*Task statement:* Return every line of the listing below unchanged, keeping its order, wording and punctuation.

*Data shown:*
## START

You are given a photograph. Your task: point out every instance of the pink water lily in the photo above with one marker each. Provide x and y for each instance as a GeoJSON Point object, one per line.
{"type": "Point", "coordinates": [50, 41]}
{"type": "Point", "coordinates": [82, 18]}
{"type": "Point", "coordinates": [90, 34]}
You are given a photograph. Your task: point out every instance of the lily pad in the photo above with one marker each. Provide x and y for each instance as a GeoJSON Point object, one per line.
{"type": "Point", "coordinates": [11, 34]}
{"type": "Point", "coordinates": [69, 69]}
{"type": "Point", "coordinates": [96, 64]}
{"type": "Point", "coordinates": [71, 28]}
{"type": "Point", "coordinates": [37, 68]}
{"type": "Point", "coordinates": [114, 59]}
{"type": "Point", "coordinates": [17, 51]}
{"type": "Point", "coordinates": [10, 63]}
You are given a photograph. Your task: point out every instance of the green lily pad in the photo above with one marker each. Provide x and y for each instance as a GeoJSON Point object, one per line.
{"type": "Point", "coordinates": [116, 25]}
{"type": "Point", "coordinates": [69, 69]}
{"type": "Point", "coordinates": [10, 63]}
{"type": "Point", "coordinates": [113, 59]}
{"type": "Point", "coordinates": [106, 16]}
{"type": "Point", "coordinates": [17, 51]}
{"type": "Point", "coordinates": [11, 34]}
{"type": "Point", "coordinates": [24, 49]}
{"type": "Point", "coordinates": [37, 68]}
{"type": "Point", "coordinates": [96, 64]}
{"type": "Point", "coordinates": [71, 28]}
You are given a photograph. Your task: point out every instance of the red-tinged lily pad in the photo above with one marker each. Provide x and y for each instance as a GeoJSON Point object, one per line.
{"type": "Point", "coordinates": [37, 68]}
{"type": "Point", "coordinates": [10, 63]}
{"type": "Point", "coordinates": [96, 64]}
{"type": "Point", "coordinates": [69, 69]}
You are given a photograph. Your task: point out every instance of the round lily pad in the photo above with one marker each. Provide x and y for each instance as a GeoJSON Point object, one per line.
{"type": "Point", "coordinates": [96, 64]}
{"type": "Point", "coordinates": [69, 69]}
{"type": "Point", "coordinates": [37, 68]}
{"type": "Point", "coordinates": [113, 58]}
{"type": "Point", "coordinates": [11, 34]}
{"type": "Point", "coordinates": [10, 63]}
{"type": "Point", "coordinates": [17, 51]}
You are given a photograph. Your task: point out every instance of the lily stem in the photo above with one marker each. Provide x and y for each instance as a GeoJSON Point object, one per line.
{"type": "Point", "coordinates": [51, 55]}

## END

*Output of the exercise:*
You are given a photograph. Your task: point out every instance of the pink water lily in the photo above with one marker each. Provide x and y for each instance as a GeoJSON Point object, one per line.
{"type": "Point", "coordinates": [50, 41]}
{"type": "Point", "coordinates": [82, 18]}
{"type": "Point", "coordinates": [90, 34]}
You are given a photograph. Your task: point out every instance of the lily pad in the photo above with one marker each. Provide x and y for each instance as a GeoJSON Point object, one per line.
{"type": "Point", "coordinates": [11, 34]}
{"type": "Point", "coordinates": [69, 69]}
{"type": "Point", "coordinates": [96, 64]}
{"type": "Point", "coordinates": [71, 28]}
{"type": "Point", "coordinates": [37, 68]}
{"type": "Point", "coordinates": [114, 59]}
{"type": "Point", "coordinates": [17, 51]}
{"type": "Point", "coordinates": [10, 63]}
You are given a photograph. Your task: point out every instance of the green lily pad in the photo above with one marker each. Provide x and y for each instance as a GeoJSON Point object, one per line.
{"type": "Point", "coordinates": [116, 25]}
{"type": "Point", "coordinates": [69, 69]}
{"type": "Point", "coordinates": [10, 63]}
{"type": "Point", "coordinates": [113, 59]}
{"type": "Point", "coordinates": [106, 16]}
{"type": "Point", "coordinates": [17, 51]}
{"type": "Point", "coordinates": [11, 34]}
{"type": "Point", "coordinates": [24, 49]}
{"type": "Point", "coordinates": [37, 68]}
{"type": "Point", "coordinates": [96, 64]}
{"type": "Point", "coordinates": [71, 28]}
You are given a photograph. Your task: point out every instance of the red-tinged lily pad in the photo above with one marker each. Provide x and y for each instance as a GeoJSON Point object, one per line.
{"type": "Point", "coordinates": [37, 68]}
{"type": "Point", "coordinates": [10, 63]}
{"type": "Point", "coordinates": [96, 64]}
{"type": "Point", "coordinates": [69, 69]}
You are given a photograph. Your task: point out every instance of the round lily pad in the photo above with one marker each. Provide x and y for each instance as a GeoJSON Point object, one per line.
{"type": "Point", "coordinates": [96, 64]}
{"type": "Point", "coordinates": [69, 69]}
{"type": "Point", "coordinates": [37, 68]}
{"type": "Point", "coordinates": [113, 58]}
{"type": "Point", "coordinates": [11, 34]}
{"type": "Point", "coordinates": [10, 63]}
{"type": "Point", "coordinates": [17, 51]}
You are given a photograph. Your task: point out every instance of the lily stem in the photo above with one marker each. Provide x and y for each instance as a GeoJSON Point object, one per line.
{"type": "Point", "coordinates": [51, 55]}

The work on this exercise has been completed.